Russ' Recipes
Russ' Recipes
Break Line
Break Line

" Okey Dokey " .....

Now I realize that all our Mom's and Grandmother's taught us to to wash your chicken before cooking it !

        A study from Drexel University found that approximately 90% of people say they wash their chicken before cooking it as historically recipes did instruct people to do so.   Even today many folks believe that rinsing chicken can wash away pathogenic bacteria and make the chicken safe to eat.   But is that something we should continue to do ?

        Raw chicken can be contaminated with numerous pathogenic bacteria including Campylobacter, Salmonella, and Clostridium Perfringens, all of which can lead to foodborne illness.   The study done at Drexel University found that " rinsing chicken only increased the chances of spreading bacteria around your sink and counter tops. "   They even started a website called Don’t Wash Your Chicken, which explains that raw chicken can carry bacteria on the outside, and that research shows " that washing poultry under running water can cause the bacteria to spread. "

__Directions__.
• a. In the text on washing chicken, what percentage of people say they wash their chicken before cooking it?
• b. Extend the text on washing chicken by writing what comes next after its last sentence.

__Data__.
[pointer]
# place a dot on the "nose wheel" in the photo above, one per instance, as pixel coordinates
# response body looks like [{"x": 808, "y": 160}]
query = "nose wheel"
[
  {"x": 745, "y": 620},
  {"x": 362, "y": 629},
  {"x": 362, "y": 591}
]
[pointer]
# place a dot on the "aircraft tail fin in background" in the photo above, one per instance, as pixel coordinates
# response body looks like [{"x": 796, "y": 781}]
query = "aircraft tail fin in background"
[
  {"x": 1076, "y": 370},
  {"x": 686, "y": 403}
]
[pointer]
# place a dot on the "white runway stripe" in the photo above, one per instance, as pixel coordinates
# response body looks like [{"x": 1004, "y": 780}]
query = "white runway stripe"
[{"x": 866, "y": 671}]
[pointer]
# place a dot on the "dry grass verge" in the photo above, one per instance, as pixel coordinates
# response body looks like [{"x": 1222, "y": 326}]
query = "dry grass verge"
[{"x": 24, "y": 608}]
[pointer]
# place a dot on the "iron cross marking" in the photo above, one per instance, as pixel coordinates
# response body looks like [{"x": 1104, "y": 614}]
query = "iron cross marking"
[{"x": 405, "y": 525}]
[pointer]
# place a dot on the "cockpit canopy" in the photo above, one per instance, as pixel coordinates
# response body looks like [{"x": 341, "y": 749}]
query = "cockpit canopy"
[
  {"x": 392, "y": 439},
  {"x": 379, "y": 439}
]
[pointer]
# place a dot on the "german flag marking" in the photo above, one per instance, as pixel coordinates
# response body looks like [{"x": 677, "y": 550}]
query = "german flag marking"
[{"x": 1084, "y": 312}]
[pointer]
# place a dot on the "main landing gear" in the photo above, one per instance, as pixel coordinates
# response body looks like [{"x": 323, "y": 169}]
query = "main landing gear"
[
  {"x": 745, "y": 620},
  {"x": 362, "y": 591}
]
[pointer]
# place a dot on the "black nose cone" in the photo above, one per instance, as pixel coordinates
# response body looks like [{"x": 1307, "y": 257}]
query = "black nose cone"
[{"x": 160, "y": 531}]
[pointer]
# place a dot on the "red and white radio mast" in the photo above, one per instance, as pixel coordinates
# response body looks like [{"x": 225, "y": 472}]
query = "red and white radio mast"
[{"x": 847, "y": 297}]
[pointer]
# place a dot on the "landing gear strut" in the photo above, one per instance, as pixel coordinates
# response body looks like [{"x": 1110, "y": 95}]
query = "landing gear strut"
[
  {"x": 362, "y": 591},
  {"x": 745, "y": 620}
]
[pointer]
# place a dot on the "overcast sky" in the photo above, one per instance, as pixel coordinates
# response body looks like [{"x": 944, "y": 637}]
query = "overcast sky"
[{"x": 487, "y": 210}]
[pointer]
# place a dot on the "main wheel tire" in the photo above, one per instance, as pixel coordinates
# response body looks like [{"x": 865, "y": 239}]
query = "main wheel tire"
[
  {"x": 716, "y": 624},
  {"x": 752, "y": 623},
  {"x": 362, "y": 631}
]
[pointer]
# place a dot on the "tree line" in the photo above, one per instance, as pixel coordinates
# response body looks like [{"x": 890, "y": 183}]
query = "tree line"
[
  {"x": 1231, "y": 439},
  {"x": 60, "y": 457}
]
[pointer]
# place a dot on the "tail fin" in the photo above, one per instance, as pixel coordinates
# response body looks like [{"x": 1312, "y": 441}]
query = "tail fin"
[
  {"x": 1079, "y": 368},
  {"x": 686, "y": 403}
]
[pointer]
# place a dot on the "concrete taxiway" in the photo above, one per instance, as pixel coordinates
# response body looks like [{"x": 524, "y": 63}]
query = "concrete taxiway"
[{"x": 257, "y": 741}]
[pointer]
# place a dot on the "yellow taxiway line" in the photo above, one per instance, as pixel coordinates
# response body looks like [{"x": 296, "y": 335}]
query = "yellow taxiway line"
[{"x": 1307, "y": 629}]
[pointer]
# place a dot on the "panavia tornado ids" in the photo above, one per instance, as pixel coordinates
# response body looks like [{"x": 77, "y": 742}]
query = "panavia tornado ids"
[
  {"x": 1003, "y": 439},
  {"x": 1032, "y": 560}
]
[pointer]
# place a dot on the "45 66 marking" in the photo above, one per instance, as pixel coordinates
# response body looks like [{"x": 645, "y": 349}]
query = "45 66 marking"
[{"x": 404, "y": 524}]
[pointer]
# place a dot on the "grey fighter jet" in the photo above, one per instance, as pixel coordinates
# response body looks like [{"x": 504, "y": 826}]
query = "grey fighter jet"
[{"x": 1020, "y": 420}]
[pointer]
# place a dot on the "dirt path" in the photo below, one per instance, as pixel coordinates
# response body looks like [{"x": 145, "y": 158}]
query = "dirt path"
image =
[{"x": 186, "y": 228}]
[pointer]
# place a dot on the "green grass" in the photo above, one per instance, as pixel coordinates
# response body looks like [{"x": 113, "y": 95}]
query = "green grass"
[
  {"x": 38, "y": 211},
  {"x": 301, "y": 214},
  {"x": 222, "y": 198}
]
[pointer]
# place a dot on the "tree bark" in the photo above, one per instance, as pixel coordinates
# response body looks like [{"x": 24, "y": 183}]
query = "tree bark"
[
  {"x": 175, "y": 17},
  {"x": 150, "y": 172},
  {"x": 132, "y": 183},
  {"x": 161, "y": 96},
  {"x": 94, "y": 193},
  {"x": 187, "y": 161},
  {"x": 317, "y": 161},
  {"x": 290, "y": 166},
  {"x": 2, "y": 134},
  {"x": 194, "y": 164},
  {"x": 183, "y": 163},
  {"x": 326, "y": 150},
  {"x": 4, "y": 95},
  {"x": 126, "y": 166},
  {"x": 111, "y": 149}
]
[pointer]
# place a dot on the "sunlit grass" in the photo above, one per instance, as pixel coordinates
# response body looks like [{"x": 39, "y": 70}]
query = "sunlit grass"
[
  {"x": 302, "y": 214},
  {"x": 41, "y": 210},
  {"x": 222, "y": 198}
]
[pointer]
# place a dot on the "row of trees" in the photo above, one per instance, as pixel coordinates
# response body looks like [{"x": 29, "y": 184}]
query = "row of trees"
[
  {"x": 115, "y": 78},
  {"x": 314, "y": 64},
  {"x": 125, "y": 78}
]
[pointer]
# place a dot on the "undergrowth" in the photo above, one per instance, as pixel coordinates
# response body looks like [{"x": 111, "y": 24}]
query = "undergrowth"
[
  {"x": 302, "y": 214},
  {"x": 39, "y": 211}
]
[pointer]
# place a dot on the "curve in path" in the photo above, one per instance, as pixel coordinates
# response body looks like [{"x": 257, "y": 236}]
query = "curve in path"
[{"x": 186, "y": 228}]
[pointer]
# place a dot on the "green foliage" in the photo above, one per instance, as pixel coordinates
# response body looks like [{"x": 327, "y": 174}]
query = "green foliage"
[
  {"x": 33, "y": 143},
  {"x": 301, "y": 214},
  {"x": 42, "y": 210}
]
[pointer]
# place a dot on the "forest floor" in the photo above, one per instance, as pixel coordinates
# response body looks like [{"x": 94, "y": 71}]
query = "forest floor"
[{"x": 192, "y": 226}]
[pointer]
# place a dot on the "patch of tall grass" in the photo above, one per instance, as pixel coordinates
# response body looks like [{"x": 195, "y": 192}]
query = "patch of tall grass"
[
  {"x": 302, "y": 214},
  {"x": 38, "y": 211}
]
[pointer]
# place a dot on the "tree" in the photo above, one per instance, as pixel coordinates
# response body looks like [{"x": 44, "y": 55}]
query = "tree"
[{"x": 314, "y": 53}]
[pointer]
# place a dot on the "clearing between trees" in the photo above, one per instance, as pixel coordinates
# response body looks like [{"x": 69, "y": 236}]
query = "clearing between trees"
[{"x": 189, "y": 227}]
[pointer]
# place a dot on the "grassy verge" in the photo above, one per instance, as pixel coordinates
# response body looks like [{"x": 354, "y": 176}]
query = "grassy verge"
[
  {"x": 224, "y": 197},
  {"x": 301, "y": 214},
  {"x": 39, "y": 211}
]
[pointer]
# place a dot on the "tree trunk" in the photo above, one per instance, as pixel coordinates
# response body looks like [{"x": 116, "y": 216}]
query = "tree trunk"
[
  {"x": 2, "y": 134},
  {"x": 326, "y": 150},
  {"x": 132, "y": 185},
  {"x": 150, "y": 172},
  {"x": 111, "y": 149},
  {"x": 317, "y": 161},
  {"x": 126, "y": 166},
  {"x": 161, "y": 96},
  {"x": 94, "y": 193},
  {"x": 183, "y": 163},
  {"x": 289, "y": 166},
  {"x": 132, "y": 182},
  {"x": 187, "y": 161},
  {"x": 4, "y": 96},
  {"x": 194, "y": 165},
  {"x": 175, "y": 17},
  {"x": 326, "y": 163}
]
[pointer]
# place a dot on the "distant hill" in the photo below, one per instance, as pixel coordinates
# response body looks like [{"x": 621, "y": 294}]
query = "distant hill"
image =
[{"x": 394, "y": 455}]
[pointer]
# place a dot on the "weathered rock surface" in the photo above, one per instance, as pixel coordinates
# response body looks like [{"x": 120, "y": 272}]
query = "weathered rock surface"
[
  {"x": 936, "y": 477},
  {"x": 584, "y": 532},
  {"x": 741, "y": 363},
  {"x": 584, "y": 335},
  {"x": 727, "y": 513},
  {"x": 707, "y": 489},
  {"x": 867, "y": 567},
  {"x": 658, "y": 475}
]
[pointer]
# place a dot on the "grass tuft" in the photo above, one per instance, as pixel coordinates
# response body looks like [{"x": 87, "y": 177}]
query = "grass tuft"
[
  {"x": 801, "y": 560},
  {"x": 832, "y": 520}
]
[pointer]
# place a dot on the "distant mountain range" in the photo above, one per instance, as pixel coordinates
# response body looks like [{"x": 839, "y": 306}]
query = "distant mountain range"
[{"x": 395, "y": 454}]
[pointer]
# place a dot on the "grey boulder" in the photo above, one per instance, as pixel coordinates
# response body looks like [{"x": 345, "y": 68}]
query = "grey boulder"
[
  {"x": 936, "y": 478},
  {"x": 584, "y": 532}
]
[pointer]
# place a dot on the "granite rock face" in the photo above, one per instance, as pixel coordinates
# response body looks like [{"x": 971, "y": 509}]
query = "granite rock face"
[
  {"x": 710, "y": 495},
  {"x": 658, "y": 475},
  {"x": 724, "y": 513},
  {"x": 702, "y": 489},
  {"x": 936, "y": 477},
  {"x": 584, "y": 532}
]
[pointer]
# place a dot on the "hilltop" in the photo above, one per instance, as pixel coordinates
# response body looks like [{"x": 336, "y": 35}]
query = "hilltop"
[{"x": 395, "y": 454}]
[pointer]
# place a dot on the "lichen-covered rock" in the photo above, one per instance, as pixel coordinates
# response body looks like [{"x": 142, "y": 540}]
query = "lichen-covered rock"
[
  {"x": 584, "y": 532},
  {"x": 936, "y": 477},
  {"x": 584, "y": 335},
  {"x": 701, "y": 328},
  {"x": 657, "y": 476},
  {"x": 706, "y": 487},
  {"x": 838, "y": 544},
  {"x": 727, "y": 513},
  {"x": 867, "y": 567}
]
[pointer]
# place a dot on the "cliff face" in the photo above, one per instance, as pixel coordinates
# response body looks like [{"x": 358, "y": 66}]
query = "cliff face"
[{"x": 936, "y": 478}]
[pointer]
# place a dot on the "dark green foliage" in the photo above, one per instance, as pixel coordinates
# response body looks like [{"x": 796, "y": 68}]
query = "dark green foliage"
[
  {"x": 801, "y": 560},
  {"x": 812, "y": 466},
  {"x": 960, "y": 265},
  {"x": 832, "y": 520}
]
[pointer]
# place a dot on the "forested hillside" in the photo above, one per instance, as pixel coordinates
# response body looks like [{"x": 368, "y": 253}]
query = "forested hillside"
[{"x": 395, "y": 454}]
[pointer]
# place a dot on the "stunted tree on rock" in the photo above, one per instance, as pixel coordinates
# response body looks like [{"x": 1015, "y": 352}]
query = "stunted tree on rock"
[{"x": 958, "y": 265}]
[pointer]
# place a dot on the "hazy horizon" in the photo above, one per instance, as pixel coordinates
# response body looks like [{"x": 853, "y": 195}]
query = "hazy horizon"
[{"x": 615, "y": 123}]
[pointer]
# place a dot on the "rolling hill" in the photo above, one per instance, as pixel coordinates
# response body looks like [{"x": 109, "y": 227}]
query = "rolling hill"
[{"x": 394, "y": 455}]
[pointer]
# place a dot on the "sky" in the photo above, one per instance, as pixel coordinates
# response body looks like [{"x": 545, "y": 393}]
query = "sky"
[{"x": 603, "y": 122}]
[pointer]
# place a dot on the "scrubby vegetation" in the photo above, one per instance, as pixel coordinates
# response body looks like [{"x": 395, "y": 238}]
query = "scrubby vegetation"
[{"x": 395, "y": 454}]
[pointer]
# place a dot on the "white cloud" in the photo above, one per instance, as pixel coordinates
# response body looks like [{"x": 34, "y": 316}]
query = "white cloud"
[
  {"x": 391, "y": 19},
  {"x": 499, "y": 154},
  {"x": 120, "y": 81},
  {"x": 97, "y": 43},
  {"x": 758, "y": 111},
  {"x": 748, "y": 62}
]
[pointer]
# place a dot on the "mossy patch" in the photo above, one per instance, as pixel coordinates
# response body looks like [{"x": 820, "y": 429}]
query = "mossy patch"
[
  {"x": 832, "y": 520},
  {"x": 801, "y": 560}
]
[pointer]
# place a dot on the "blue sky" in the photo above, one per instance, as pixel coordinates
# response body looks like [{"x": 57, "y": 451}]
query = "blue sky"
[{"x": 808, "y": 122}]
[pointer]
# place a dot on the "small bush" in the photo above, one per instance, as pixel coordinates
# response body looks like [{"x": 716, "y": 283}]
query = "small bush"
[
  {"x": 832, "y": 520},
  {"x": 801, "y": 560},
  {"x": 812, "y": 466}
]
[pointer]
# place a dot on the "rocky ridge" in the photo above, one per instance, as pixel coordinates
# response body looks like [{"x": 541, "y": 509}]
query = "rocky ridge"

__Answer set__.
• a. Approximately 90%.

• b.
        Although you may not see the water splashin, you could be getting bacteria getting all over the place, including the counter tops, kitchen towels, and anything that is nearby.   " It does happen. "   On the Don’t Wash Your Chicken website there is this video animation showing how far the bacteria spread !   If the bacteria do get on raw produce or is ingested " especially by young children, pregnant women, older adults, and those with a weakened immune system, it can cause them to get sick. "

        This is why for the first time in 2005, the USDA’s Dietary Guidelines for Americans included food safety, and advised against rinsing chicken before cooking.   The reason is exactly what the studies found, that those chicken juices get all over the place and can potentially get someone sick.

        Besides ..... With today's technology ..... Ovens, Slow Cookers, and even Instant Pots when used to cook chicken and other meats, as noted on cooking instructions, will kill any and all pathogenic bacteria including Campylobacter, Salmonella, and Clostridium Perfringens.